**ARTICLE**
---*---

The response is malformed; it uses chunked transfer, and RFC2616 
section 3.6.1 says "The chunk-size field is a string of hex digits 
indicating the size of the chunk. The chunked encoding is ended by any 
chunk whose size is zero[...]"
After the (first and only) chunk of around 63K, should come a 0-length 
chunk: a line with one or more digits "0" followed by CR+LF. But the 
server is not sending that last chunk, instead it sends lots of nul 
bytes, until eventually a CR,LF sequence arrives.
Neither IE nor Python can handle that (IE keeps requesting the page 
again and again). wget is apparently a lot more relaxed and decides 
that the first chunk is good enough. Perhaps urllib/urllib2 could 
handle the error and raise a more meaningful exception in this case, 
but just ignoring the error doesn't appear to be the right thing IMHO.
msg56147 - (view) Author: Guido van Rossum (gvanrossum) * (Python committer) Date: 2007年09月26日 16:55
Maybe the French internet is incompatible with the rest of the world? :-)
msg56151 - (view) Author: John Smith (josm) Date: 2007年09月27日 03:21
Firefox 2.0.0.7 and Safari 2.0.4 can who this page.
In my opinion, Python urllib should be more practical and
provide a way to read this kind of page.
"In general, an implementation must be conservative
in its sending behavior, and liberal in its receiving behavior."
[RFC 791 3.2]
msg56162 - (view) Author: Guido van Rossum (gvanrossum) * (Python committer) Date: 2007年09月27日 14:31
> In my opinion, Python urllib "should" be more practical and
> provide a way to read this kind of page. [quotes mine]
Totally agreed. Someone "should" submit a patch.
msg56183 - (view) Author: John Smith (josm) Date: 2007年09月28日 03:18
Attached a patch for this problem.
This one just ignores the buggy chunk-size and close the connection.
As gagenellina said earlier, this might not be a good way
to fix this, but I could not come up with better solution.
msg56506 - (view) Author: Michael Torrie (torriem) Date: 2007年10月16日 19:11
I had a situation where I was talking to a Sharp MFD printer. Their web
server apparently does not serve chunked data properly. However the
patch posted here put it in an infinite loop.
Somewhere around line 525 in the python 2.4 version of httplib.py, I had
to make it look like this:
 while True:
 line = self.fp.readline()

---*---

List every message number (the identifiers beginning with "msg") that appears in the thread above about chunked transfer encoding.

---*---

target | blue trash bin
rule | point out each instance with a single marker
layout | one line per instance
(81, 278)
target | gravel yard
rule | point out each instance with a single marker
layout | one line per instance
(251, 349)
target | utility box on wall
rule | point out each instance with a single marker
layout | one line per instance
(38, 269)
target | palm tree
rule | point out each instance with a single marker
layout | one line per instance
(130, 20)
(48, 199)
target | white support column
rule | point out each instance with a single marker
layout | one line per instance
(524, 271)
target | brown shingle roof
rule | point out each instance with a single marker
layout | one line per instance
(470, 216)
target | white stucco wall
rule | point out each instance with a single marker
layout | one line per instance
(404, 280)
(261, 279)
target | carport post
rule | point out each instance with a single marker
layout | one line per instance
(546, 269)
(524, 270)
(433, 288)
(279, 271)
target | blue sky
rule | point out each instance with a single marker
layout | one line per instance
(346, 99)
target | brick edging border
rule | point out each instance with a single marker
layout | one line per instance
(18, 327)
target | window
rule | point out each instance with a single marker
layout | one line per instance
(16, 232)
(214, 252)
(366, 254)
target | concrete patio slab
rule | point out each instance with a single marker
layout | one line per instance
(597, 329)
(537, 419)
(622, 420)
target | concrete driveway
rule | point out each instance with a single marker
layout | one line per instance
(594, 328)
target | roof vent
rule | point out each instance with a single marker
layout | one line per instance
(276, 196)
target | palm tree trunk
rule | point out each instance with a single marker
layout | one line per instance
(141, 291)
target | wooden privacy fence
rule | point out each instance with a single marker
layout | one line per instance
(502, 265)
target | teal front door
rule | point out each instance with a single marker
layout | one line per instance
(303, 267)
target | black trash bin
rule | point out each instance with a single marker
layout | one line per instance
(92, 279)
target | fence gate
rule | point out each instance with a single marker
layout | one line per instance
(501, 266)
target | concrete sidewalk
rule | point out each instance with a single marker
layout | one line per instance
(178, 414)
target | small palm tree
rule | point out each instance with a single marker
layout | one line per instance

---*---

**THE REPLY**
msg56147, msg56151, msg56162, msg56183, msg56506